### [Task instructions]
Would you copy only the lines below, beginning with the one that contains "BATCH JOB #4092 — Object class: white" and running through the last entry line?
-- Start --
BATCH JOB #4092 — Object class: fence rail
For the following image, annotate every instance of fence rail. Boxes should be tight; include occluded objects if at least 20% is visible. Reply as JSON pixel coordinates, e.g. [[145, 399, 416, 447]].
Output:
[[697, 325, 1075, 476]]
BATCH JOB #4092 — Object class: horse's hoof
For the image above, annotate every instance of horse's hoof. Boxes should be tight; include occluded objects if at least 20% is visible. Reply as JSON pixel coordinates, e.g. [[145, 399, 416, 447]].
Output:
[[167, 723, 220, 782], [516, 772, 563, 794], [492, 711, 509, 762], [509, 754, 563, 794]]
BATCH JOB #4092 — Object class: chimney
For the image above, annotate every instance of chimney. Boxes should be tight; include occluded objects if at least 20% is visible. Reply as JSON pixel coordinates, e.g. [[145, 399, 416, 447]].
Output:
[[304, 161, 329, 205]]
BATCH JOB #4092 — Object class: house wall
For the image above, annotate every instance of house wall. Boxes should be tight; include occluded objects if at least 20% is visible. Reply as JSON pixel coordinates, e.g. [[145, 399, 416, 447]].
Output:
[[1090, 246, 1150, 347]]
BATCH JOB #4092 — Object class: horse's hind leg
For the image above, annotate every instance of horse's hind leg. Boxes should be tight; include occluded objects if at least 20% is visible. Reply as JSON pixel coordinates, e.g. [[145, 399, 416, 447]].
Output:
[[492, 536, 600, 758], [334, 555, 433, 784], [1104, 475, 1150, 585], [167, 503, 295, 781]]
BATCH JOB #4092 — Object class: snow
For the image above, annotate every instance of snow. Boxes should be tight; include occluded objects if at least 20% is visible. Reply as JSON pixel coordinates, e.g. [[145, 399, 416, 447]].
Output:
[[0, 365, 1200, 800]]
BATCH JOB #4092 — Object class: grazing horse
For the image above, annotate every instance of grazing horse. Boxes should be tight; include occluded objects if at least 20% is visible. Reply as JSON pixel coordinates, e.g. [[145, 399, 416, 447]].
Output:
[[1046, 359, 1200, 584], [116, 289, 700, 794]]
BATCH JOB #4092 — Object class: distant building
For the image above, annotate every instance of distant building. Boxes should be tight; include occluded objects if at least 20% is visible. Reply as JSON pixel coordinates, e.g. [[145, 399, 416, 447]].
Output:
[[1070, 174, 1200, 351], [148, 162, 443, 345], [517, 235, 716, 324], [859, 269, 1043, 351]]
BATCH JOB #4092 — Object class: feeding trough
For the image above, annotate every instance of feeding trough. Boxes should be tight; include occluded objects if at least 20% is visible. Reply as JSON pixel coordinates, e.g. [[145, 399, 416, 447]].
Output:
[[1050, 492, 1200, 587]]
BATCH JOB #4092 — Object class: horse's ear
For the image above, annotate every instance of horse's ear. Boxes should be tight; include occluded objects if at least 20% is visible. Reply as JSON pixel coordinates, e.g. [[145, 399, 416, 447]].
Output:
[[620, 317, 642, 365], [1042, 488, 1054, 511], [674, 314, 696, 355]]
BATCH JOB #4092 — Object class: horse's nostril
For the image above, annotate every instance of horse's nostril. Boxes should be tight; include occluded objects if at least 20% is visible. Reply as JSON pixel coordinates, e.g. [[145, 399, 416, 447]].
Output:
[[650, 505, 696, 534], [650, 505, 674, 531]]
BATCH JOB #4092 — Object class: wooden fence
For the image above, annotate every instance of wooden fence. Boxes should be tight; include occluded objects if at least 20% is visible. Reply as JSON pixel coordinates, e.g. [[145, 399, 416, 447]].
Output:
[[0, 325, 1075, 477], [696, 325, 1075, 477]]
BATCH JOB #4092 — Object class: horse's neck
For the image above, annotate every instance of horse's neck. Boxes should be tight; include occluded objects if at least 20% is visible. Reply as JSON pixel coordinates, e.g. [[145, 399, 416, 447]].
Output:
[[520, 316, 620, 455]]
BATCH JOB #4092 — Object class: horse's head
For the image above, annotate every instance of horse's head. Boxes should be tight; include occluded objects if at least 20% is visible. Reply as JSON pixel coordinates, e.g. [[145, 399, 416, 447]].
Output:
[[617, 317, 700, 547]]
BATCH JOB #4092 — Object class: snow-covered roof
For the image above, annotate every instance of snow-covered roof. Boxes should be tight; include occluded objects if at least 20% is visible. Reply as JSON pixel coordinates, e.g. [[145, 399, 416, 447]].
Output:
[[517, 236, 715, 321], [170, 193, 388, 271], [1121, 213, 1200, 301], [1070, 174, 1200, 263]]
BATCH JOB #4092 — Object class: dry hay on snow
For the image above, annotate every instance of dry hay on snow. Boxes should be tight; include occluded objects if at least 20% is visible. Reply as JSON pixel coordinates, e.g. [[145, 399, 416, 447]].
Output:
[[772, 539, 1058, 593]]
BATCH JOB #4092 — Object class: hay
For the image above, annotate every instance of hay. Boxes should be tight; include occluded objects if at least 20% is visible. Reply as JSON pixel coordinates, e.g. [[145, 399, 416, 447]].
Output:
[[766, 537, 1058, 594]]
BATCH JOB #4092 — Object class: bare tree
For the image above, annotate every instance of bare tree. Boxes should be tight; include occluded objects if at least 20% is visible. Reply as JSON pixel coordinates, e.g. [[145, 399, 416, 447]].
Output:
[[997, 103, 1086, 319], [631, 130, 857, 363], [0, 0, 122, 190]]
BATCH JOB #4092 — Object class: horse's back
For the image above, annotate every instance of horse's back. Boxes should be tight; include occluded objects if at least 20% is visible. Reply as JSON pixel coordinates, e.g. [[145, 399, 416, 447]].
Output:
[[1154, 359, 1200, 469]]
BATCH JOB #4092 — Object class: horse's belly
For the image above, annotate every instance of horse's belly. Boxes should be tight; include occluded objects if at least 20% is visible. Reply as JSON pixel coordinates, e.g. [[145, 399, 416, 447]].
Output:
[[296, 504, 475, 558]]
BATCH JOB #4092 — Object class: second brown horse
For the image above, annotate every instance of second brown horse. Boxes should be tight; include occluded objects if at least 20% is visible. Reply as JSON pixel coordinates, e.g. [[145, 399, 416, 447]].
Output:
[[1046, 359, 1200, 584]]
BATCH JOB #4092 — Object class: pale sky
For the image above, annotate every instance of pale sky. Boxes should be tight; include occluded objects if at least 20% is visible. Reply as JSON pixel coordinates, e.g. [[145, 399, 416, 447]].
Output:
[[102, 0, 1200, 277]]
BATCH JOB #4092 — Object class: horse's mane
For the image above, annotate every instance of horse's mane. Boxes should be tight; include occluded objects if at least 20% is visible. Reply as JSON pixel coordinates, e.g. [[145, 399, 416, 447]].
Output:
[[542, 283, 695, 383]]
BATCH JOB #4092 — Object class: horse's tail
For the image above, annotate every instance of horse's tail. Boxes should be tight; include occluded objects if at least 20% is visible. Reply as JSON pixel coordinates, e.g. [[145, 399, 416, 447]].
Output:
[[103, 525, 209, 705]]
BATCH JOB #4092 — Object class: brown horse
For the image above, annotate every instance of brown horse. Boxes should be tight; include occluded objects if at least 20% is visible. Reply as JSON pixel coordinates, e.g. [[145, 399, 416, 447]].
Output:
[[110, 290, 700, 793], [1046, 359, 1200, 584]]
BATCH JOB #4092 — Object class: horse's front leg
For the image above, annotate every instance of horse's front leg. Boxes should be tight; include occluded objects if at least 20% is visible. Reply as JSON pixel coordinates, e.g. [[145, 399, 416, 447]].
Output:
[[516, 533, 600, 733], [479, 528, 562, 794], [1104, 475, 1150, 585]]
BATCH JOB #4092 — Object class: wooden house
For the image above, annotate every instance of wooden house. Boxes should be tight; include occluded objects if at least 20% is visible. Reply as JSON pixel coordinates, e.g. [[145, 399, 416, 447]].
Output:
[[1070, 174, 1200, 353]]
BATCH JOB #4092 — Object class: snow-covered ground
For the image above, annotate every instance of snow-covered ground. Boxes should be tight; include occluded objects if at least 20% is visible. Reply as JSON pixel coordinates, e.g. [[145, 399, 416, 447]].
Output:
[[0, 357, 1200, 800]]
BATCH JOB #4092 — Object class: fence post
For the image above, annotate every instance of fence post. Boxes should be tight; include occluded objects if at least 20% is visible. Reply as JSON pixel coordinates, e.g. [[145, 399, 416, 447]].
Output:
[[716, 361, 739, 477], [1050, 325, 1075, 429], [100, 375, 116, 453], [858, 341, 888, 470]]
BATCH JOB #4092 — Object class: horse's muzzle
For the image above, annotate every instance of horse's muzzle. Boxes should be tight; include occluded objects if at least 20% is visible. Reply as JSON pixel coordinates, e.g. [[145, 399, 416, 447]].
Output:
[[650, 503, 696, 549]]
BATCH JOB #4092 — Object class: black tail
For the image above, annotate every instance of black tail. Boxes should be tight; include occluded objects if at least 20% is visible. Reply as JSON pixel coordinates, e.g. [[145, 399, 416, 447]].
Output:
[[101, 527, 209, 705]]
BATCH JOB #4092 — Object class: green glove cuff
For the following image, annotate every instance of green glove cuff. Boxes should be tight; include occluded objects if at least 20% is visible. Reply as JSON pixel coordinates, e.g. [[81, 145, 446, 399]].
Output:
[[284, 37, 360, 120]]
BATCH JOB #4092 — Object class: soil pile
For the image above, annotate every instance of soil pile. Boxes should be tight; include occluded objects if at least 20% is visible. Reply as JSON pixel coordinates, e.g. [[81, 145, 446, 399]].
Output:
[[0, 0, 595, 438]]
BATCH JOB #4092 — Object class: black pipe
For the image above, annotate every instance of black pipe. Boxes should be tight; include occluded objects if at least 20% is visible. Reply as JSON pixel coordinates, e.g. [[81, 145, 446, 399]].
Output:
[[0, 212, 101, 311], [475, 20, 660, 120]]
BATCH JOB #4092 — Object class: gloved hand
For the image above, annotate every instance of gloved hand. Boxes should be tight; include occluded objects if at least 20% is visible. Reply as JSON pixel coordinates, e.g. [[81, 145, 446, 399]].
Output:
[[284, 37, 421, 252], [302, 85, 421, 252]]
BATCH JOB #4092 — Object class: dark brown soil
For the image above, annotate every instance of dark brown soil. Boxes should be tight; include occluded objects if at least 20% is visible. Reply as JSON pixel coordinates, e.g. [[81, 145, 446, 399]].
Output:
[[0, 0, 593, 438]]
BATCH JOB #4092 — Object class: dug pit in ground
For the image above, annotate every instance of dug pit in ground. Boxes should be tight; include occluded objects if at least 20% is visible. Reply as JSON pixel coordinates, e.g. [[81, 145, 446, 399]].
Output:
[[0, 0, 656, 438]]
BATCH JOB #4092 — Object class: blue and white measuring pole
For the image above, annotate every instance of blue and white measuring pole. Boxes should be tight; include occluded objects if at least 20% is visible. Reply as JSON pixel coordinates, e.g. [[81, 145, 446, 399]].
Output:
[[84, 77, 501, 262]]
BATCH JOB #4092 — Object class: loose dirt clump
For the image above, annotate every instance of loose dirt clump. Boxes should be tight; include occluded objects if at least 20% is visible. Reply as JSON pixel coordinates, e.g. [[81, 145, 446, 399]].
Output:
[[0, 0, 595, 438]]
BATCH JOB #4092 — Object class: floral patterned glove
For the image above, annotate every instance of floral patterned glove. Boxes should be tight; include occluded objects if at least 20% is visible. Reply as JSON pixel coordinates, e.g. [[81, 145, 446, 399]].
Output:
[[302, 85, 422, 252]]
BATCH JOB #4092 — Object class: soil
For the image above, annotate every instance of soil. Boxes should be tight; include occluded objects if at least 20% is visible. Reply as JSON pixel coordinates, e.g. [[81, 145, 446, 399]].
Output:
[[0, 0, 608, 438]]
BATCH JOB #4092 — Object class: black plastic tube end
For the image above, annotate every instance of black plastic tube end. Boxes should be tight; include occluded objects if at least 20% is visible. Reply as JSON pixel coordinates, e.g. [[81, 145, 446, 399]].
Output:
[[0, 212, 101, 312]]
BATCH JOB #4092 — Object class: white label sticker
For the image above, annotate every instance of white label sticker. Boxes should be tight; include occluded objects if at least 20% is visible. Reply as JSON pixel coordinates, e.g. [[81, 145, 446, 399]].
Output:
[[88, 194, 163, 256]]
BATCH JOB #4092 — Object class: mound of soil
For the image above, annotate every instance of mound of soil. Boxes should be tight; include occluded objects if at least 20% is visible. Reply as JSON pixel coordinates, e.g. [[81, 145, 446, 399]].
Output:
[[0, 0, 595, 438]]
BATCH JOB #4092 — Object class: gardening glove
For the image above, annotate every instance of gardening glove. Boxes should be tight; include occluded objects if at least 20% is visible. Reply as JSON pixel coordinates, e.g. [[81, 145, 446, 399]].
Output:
-- End --
### [Task response]
BATCH JOB #4092 — Object class: white label sticker
For the image above, annotate every instance of white label sticker. Boxes should be tight; include occluded objects if at least 20% is visible. Reply as JSON pixel coordinates, e.g. [[81, 145, 446, 399]].
Output:
[[88, 194, 163, 256]]
BATCH JOB #4092 — Object class: mound of soil
For the image above, annotate every instance of mound of soil. Boxes should be tight; include occluded objects if at least 20% is visible. Reply as JSON pixel coordinates, e.g. [[81, 145, 446, 399]].
Output:
[[0, 0, 595, 438]]
BATCH JOB #4092 — Object class: gardening glove
For the image above, annotate every instance of gardening glove. Boxes should be tight; include occluded objects if at least 20% is visible. Reply as JSON pixel coordinates, e.g. [[81, 145, 446, 399]].
Output:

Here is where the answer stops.